## Aim 1
Please shorten the paragraph beginning "Journalists get paid" in the passage on journalism below, keeping its main facts.

##### Passage given #####

Which is why places like ProPublica, (where another friend is still doing dangerous and complex international reporting work), and The Washington Post are needed more than ever — if you haven’t been reading David Farenthold’s reporting on Donald Trump’s many misuses of his charity, you need to do so before the Presidential election.

Journalists get paid, (less and less and less), to tell real stories about real people — about crime and poverty and graft and corruption and politics and the environment. The stories are often dark and depressing and often crazy-complicated and have multiple furious gatekeepers insisting: “There’s no story here!”

Which always means there’s a hell of a story to be told — if there’s a place to publish it and someone to pay us to do that.

 

Are you content being offered a steady diet of content?

 

 

 

 

14 thoughts on “Do you prefer journalism or “content”?

  1. Pingback: Do you prefer journalism or “content”? — Broadside | Le Bien-Etre au bout des Doigts

  2. Pingback: [BLOG] Some Tuesday links | A Bit More Detail

  3. i love real journalism, with all of its messy and unpredictable outcomes. i want to know more than just the cleaned up shiny version of a story. i want it to make me think and learn and make me uncomfortable at times.

  4. I actually miss the days of people writing their own stories and articles. So much of today’s mainstream media is regurgitated, slightly re-worded (or sometimes not even re-worded) content that someone ELSE wrote. Or it’s “content” in the form of listicles (can those even really be considered writing?), photo slideshows (most, if not all, of the images borrowed from someone else — possibly without credit or permission.)

##### Given records #####

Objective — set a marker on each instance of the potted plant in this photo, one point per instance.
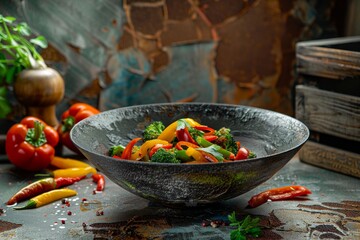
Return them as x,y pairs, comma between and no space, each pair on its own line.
37,87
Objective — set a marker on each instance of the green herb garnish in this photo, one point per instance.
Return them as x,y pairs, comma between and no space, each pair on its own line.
245,227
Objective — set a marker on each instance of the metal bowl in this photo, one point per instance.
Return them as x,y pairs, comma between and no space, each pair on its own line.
274,137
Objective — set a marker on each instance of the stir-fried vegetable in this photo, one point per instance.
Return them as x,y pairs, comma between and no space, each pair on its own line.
183,141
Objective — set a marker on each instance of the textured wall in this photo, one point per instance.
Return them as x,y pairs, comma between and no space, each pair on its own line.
116,53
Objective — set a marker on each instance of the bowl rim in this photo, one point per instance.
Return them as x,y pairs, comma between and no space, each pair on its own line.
307,135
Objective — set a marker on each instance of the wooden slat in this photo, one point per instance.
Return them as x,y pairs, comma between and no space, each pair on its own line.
328,112
331,158
322,58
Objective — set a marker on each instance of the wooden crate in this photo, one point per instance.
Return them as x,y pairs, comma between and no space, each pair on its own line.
328,102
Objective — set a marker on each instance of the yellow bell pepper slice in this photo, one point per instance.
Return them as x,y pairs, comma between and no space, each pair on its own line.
192,152
149,144
169,132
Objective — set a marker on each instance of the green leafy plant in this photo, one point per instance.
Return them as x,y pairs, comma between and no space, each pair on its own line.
245,227
17,52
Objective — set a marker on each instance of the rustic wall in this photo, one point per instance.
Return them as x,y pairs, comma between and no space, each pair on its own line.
116,53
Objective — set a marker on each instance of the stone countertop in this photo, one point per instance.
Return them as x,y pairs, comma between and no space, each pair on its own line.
332,211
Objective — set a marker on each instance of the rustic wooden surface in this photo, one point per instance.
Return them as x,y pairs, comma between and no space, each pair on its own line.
336,58
332,211
331,158
328,112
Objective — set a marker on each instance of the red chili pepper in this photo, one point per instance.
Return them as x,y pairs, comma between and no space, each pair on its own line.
157,147
242,154
126,154
179,145
210,138
207,130
30,144
66,181
184,135
69,118
277,194
100,180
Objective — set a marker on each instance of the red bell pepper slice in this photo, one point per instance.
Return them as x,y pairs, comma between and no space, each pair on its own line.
180,145
157,147
210,138
126,154
207,130
184,135
277,194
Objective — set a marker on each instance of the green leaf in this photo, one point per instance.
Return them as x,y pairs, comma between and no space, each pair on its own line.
9,78
40,41
2,73
3,92
5,107
8,19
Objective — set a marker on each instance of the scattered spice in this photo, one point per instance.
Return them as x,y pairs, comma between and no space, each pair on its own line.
99,213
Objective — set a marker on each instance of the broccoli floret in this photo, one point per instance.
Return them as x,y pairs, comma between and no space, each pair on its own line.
226,140
153,130
252,155
163,156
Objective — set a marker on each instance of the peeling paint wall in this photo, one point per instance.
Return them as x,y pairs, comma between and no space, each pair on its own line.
117,53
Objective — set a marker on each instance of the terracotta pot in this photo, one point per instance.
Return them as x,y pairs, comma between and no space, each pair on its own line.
39,90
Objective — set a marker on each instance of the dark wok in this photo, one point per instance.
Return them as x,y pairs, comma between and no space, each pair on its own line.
274,137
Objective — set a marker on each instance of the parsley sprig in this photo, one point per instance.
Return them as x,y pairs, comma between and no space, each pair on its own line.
245,227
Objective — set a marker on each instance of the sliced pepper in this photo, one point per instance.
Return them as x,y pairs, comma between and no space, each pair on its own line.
169,132
204,143
179,145
192,152
48,197
183,134
126,154
145,148
158,146
207,130
277,194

#####

## Aim 2
Identify each line of the listing above that contains the string "bowl" and copy it out. Case counts.

## Written response 1
Journalists are paid less and less to report real stories about real people, covering crime, poverty, graft, corruption, politics and the environment. These stories are often dark, depressing and highly complicated, and several angry gatekeepers insist there is no story.

## Written response 2
Objective — set a marker on each instance of the metal bowl in this photo, one point per instance.
Objective — set a marker on each instance of the bowl rim in this photo, one point per instance.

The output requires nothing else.